*** Opening Provided information ***
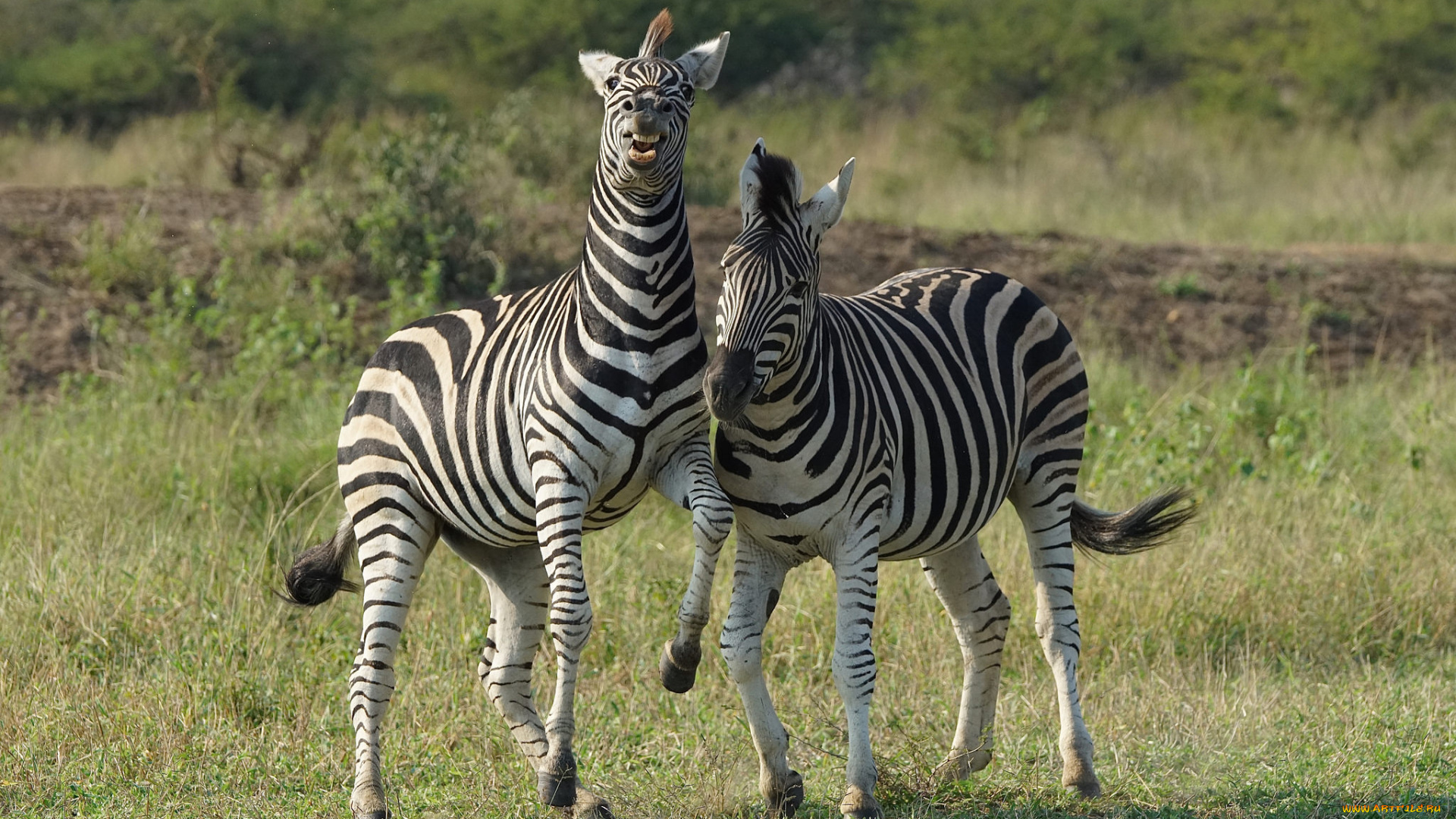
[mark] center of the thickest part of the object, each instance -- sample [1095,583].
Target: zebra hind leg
[981,614]
[1046,513]
[395,538]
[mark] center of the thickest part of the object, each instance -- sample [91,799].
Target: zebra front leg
[1049,539]
[981,614]
[520,598]
[856,580]
[395,538]
[560,512]
[688,479]
[756,586]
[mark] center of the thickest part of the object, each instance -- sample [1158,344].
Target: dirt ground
[1165,302]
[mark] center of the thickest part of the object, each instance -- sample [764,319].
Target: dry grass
[1294,651]
[1142,172]
[1136,174]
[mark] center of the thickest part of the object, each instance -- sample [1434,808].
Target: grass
[1292,653]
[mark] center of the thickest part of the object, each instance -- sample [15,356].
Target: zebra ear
[705,60]
[827,206]
[599,66]
[748,181]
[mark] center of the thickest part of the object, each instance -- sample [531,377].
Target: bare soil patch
[1168,302]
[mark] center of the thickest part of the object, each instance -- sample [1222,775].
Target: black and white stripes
[510,428]
[892,426]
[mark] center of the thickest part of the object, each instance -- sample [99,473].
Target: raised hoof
[679,670]
[859,805]
[785,802]
[557,790]
[1076,773]
[587,806]
[369,806]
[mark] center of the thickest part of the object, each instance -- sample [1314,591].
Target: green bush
[413,222]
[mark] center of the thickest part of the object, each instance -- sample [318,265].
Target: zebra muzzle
[728,385]
[644,148]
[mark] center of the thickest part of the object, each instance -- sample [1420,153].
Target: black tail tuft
[318,573]
[1138,529]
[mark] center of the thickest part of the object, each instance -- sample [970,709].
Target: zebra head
[648,101]
[770,279]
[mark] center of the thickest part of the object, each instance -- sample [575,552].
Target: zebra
[529,419]
[892,426]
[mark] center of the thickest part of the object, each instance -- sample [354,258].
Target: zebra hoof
[587,806]
[783,802]
[859,805]
[558,789]
[962,764]
[679,670]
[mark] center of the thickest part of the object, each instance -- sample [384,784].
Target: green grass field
[1293,651]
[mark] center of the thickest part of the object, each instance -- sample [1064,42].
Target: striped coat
[510,428]
[892,426]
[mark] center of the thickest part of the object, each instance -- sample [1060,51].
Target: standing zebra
[511,426]
[890,426]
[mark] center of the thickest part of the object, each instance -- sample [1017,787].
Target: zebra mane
[657,34]
[778,184]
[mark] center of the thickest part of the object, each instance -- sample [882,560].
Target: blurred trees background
[99,64]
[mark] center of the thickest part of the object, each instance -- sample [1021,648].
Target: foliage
[99,63]
[413,221]
[1289,654]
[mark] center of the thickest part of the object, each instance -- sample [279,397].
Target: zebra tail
[1136,529]
[318,573]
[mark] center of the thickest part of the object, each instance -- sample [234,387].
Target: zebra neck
[637,251]
[799,392]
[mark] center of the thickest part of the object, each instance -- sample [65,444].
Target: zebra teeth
[642,149]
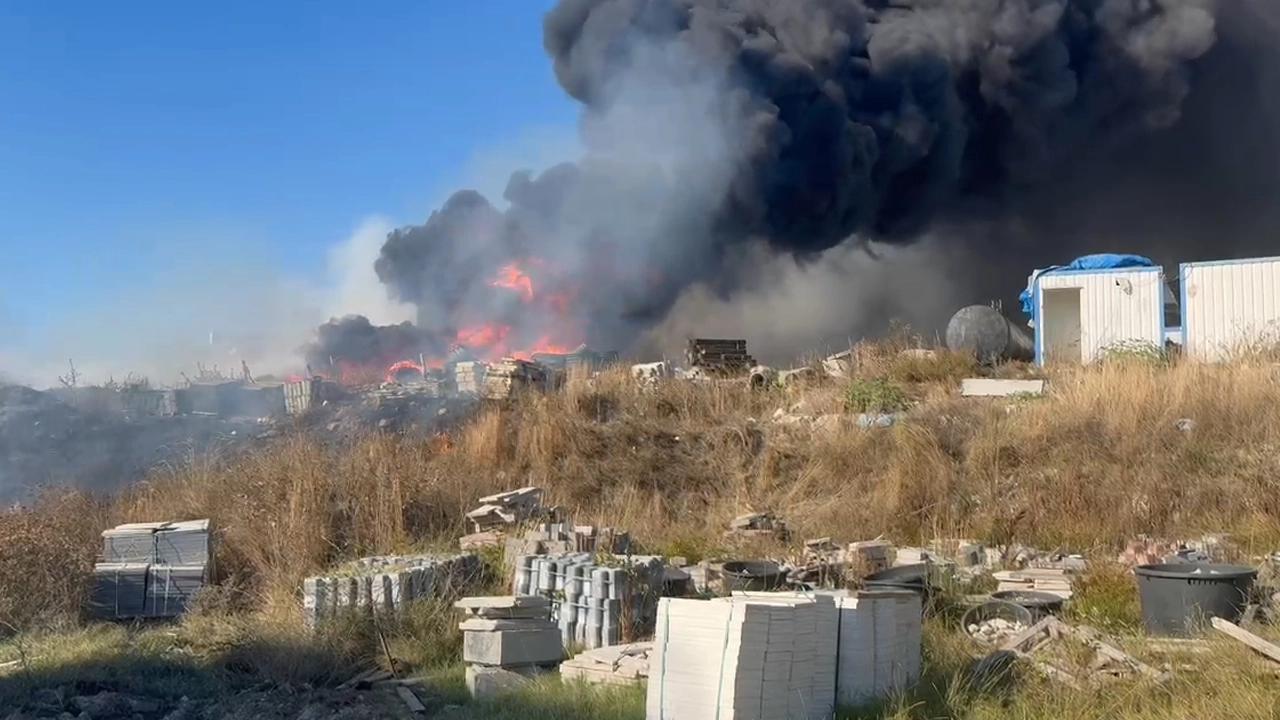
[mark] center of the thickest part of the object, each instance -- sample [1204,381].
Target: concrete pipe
[988,335]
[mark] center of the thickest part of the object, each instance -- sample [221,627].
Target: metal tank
[988,335]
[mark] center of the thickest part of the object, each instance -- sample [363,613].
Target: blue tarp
[1101,261]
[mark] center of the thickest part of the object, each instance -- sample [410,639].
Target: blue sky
[141,142]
*** Closing Provided information ***
→ Task objective: Restate only the lines running from the start of the material above through the line containing "-- sample [15,356].", ends included. No pictures.

→ Solution to the exercise:
[mark] center of the thickest part of the object, each instance -- sample [1095,583].
Target: zebra hind leg
[981,614]
[1046,513]
[395,538]
[mark] center of the thickest part of the object, each instance -- sample [91,799].
Target: zebra front leg
[1049,539]
[981,614]
[520,598]
[856,580]
[395,538]
[560,512]
[688,479]
[756,586]
[mark] center of the thickest part of the object, each instance -- sample [1158,344].
Target: dirt ground
[1165,302]
[mark] center of the thickest part of the object, each instance -- sample [764,319].
Target: dry grass
[1294,651]
[1142,172]
[1136,174]
[mark] center of the thickest part of the object, each instance -- sample [1434,808].
Target: grass
[1292,653]
[mark] center of the thickest part of the object, each instance -- sample [15,356].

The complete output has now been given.